**ACTION ITEM**
Reproduce the records word for word, with nothing left out.

:::

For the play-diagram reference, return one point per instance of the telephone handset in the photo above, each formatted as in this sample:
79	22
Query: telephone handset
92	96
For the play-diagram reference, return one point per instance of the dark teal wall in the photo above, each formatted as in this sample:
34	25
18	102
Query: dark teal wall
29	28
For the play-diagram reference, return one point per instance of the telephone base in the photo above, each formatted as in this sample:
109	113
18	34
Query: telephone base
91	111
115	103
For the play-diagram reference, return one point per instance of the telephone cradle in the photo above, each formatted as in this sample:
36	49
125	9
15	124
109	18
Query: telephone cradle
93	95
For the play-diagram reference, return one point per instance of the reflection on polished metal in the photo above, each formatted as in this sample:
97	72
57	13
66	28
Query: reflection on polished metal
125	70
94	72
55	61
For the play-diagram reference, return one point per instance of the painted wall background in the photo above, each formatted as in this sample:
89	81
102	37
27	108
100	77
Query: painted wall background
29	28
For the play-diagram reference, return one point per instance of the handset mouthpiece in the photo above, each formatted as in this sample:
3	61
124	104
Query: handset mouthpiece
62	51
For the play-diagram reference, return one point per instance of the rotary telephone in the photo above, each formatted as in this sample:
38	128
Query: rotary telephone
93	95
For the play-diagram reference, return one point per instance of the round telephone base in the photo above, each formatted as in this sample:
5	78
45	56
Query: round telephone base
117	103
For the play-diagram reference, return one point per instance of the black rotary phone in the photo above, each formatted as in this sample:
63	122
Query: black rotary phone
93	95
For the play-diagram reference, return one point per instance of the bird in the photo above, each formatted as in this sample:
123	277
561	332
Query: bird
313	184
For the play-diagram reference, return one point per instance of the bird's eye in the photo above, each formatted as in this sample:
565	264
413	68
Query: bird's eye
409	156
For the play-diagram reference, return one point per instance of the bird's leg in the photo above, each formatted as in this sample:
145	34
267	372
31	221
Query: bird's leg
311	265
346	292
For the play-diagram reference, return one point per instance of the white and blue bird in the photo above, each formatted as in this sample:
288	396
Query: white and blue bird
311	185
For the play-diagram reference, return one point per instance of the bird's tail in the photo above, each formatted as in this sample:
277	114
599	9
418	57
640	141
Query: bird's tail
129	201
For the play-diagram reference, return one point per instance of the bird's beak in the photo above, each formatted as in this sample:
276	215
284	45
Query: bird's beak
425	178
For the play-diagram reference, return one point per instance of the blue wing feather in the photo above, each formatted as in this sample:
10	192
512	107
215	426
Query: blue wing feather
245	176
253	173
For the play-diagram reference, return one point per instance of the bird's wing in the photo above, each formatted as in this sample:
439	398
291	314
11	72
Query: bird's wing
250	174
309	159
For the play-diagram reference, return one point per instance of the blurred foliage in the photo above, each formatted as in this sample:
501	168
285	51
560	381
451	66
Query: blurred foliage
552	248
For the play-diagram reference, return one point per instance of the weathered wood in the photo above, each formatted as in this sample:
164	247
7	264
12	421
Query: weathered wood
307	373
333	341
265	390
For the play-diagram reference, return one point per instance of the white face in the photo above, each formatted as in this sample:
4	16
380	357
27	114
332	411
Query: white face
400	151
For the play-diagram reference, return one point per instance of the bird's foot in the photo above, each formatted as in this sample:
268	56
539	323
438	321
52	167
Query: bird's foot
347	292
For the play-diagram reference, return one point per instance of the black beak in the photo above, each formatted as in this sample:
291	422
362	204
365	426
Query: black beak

:::

**WORKED SOLUTION**
For the play-diagram reference, return one point per instance of the telephone handset in the photo above, each formatted as in this sample:
79	22
Query: telephone handset
92	96
For the play-diagram reference, return one point per instance of the dark teal wall in the photo above, each formatted as in this sample:
34	25
18	102
Query: dark teal wall
29	28
For the play-diagram reference, return one point per instance of the telephone base in the photo above, each formatted as in this sample:
109	113
18	34
Query: telephone base
91	111
115	103
For the play-diagram reference, return one point per instance of the telephone cradle in the photo above, each formatted as in this sample:
36	49
125	9
15	124
109	18
Query: telephone cradle
93	95
For the play-diagram reference, return one point per instance of the reflection on polished metal in the photo above, each formatted as in this sample:
97	72
57	13
66	28
Query: reflection on polished metal
125	70
94	72
55	61
For the play-diagram reference, return one point per instance of the painted wall background in the photo above, each formatted as in this sample:
89	81
102	37
27	108
100	77
Query: painted wall background
29	28
For the play-diagram reference, return one point per instance of the handset mouthpiece in the photo above, each formatted as in this sample:
3	61
124	104
Query: handset mouthpiece
62	51
For the play-diagram reference, return one point per instance of the rotary telephone in the photo above, each formatted as in this sample:
38	128
Query: rotary telephone
93	95
For the play-diagram reference, return one point per instance of the round telephone base in the photo above, each formatted as in this sample:
5	78
45	56
Query: round telephone base
117	103
For the play-diagram reference, return one point per instance of the black rotary phone in the photo above, each formatted as in this sample:
63	122
Query: black rotary phone
93	95
For the play-diagram reference, return one point per instance of the bird in the photo above, each formatted as in this sample:
123	277
561	332
Query: bird
313	184
For the play-diagram reference, return one point per instance of the bird's eye in the photo above, each formatted as in this sample:
565	264
413	68
Query: bird's eye
409	156
For the play-diagram reference, return one point per instance of the bird's leg in the photo above, each formatted as in this sample:
145	34
267	372
31	221
Query: bird's leg
311	265
346	292
For the play-diagram reference, return one point per instance of the white and blue bird in the photo above, each formatted as in this sample:
288	396
Query: white and blue bird
311	185
For the play-diagram reference, return one point per instance of the bird's tail in the photo above, each formatted as in this sample:
277	114
599	9
418	57
640	141
Query: bird's tail
129	201
For the play-diagram reference, return one point per instance of the bird's beak in the photo above, each formatted as in this sample:
276	215
284	45
Query: bird's beak
425	178
For the play-diagram reference, return one point per instance of the blue wing feather in the photo above, each formatted as in this sample:
10	192
512	107
215	426
Query: blue wing feather
245	176
253	173
For the play-diagram reference, return one point per instance of the bird's wing in the photo above, each formatted as in this sample:
439	398
291	314
11	72
Query: bird's wing
250	174
309	159
For the play-diagram reference, return one point per instance of the blurred foliage in the photo above, each formatted as in this sample:
501	168
285	51
560	381
451	66
Query: blurred foliage
552	248
For the play-diagram reference, return one point per instance of the weathered wood in the photo above, each formatted as in this sample:
164	247
7	264
12	421
Query: weathered wood
307	373
333	341
265	390
For the play-diagram reference, return one point per instance of the white face in the photo above, each formatted as in this sample:
4	16
380	357
27	114
332	411
Query: white face
400	151
For the play-diagram reference, return one point per instance of the bird's foot in the photo above, each formatted as in this sample:
268	56
539	323
438	321
52	167
Query: bird's foot
347	292
For the play-diagram reference, return one point per instance of the black beak in the photo above, each formatted as in this sample:
291	422
362	204
365	426
Query: black beak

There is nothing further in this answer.